- **DIRECTIONS**
Starting with the first line below, reproduce each line exactly until you have included the one bearing "Phrase: mountain ridge".

[Dataset entries]
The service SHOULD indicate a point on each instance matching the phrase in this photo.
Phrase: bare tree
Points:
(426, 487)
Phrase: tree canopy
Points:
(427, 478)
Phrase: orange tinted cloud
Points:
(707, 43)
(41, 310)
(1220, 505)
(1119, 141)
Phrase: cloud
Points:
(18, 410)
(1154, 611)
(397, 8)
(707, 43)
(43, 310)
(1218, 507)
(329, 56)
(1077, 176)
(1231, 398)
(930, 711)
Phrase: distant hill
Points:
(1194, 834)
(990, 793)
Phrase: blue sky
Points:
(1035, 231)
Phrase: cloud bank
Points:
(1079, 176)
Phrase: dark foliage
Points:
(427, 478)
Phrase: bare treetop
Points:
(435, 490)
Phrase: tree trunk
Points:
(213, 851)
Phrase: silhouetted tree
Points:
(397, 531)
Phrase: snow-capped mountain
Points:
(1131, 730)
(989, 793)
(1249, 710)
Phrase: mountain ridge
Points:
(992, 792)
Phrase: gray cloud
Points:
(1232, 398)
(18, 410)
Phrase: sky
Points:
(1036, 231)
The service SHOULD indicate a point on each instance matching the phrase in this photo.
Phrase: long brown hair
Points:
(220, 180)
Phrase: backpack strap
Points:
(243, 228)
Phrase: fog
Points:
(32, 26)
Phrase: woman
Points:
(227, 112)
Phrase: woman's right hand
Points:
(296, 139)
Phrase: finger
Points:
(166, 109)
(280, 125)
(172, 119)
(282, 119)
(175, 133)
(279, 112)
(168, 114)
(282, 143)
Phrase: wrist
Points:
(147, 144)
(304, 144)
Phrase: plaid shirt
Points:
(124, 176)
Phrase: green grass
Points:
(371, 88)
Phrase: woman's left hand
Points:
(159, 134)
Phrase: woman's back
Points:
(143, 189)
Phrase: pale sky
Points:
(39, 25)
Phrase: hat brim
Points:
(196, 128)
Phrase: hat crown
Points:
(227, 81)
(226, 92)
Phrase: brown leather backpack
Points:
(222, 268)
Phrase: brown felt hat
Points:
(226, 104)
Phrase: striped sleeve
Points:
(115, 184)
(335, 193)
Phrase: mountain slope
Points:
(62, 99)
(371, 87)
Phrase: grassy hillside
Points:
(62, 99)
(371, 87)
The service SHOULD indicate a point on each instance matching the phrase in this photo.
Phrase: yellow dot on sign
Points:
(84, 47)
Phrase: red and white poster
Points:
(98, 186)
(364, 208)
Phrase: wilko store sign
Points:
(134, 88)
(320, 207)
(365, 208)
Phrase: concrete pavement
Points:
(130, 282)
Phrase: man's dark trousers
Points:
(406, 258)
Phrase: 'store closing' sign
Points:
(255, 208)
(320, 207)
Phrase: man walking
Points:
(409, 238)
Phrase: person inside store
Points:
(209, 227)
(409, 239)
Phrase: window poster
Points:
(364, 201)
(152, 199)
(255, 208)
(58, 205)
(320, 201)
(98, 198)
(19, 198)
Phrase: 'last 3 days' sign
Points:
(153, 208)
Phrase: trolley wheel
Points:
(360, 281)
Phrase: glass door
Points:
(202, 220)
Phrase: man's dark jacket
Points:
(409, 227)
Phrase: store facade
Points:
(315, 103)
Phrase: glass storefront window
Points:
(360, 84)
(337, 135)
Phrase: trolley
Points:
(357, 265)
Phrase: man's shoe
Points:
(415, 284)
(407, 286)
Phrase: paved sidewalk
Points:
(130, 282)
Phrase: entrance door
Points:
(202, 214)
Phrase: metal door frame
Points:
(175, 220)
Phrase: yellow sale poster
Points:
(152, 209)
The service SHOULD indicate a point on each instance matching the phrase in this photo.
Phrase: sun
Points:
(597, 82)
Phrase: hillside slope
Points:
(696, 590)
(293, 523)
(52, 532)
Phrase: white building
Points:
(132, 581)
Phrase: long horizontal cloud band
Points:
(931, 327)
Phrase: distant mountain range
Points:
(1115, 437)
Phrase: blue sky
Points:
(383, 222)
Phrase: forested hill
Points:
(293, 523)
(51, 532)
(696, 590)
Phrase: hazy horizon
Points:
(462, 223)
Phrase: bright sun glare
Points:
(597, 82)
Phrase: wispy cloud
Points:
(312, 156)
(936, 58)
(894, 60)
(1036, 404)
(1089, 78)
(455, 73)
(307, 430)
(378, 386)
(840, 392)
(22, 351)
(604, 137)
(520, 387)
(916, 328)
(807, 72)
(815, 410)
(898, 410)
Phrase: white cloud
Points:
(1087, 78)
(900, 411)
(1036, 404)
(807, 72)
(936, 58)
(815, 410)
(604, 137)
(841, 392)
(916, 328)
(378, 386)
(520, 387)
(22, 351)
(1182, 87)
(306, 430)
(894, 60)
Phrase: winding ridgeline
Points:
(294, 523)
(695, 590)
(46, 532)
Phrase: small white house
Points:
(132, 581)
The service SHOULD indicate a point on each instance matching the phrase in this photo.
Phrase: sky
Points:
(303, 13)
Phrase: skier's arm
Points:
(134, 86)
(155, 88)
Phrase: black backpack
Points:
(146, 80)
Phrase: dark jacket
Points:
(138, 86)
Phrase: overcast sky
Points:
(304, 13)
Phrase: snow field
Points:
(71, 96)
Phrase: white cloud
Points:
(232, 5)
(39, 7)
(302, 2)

- **ANSWER TO THIS TASK**
The service SHOULD indicate a point on each instance matching the phrase in this photo.
Phrase: bare tree
Points:
(426, 487)
Phrase: tree canopy
Points:
(427, 478)
Phrase: orange tinted cloud
Points:
(707, 43)
(41, 310)
(1220, 505)
(1119, 141)
Phrase: cloud
Points:
(18, 410)
(1154, 611)
(397, 8)
(707, 43)
(43, 310)
(1218, 507)
(329, 56)
(1077, 176)
(1231, 398)
(930, 711)
Phrase: distant hill
Points:
(1194, 834)
(990, 793)
Phrase: blue sky
Points:
(1035, 231)
Phrase: cloud bank
Points:
(1079, 176)
Phrase: dark foliage
Points:
(427, 478)
Phrase: bare treetop
Points:
(435, 490)
Phrase: tree trunk
Points:
(213, 851)
Phrase: silhouetted tree
Points:
(397, 531)
Phrase: snow-capped mountain
Points:
(1131, 730)
(989, 793)
(1249, 710)
Phrase: mountain ridge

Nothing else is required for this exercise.